## AIM
Locate every line in the records below that contains the string "Target", and copy each of those lines. Case counts, so match the capitalization exactly.

## DATA PROVIDED
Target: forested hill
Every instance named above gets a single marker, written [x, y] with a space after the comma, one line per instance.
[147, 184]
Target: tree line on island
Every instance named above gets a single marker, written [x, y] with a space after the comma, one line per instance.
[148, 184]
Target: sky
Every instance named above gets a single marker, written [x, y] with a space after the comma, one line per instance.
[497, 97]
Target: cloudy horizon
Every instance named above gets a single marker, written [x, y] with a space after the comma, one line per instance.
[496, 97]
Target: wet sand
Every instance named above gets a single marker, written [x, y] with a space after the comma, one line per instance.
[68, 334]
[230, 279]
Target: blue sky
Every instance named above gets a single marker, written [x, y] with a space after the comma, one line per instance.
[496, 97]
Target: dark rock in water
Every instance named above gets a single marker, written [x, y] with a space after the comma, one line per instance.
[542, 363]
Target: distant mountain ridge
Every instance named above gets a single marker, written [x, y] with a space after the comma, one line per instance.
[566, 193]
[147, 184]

==

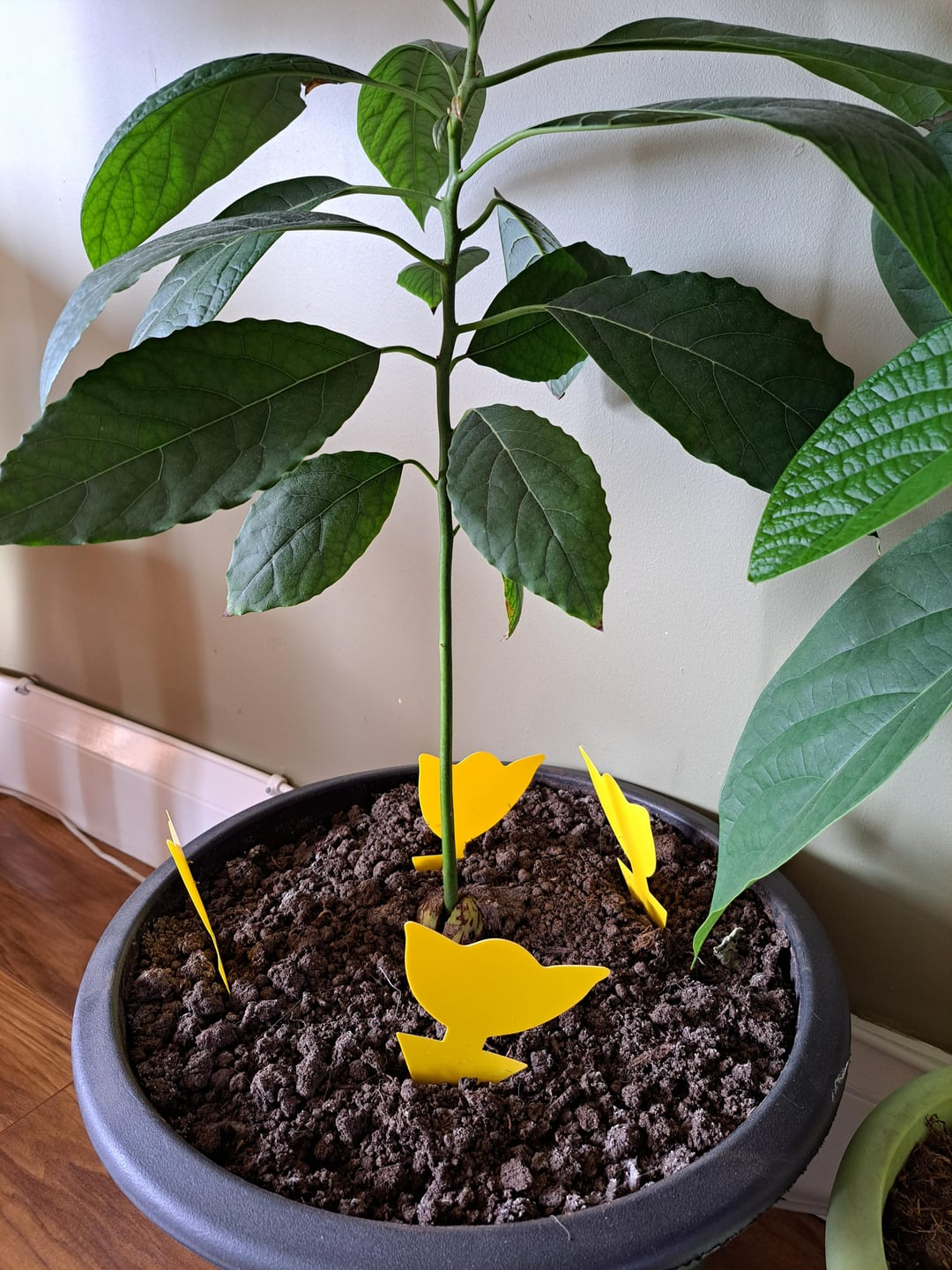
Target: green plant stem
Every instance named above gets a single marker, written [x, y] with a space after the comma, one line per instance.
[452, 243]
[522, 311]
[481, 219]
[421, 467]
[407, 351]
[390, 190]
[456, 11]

--

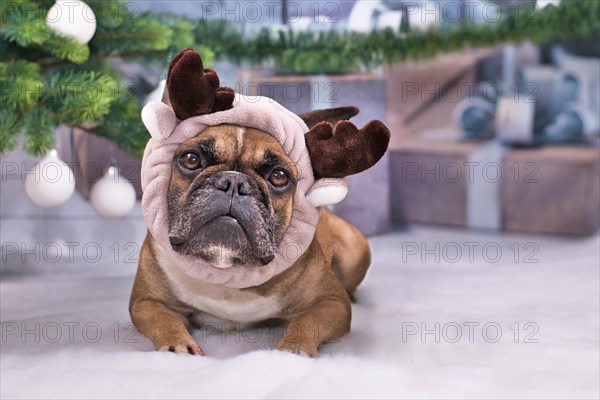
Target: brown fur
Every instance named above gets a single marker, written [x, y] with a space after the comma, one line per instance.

## TASK RESPONSE
Target: forested hill
Target: tree line on island
Target: sky
Target: cloudy horizon
Target: wet sand
Target: blue sky
Target: dark rock in water
Target: distant mountain ridge
Target: green plant stem
Target: brown fur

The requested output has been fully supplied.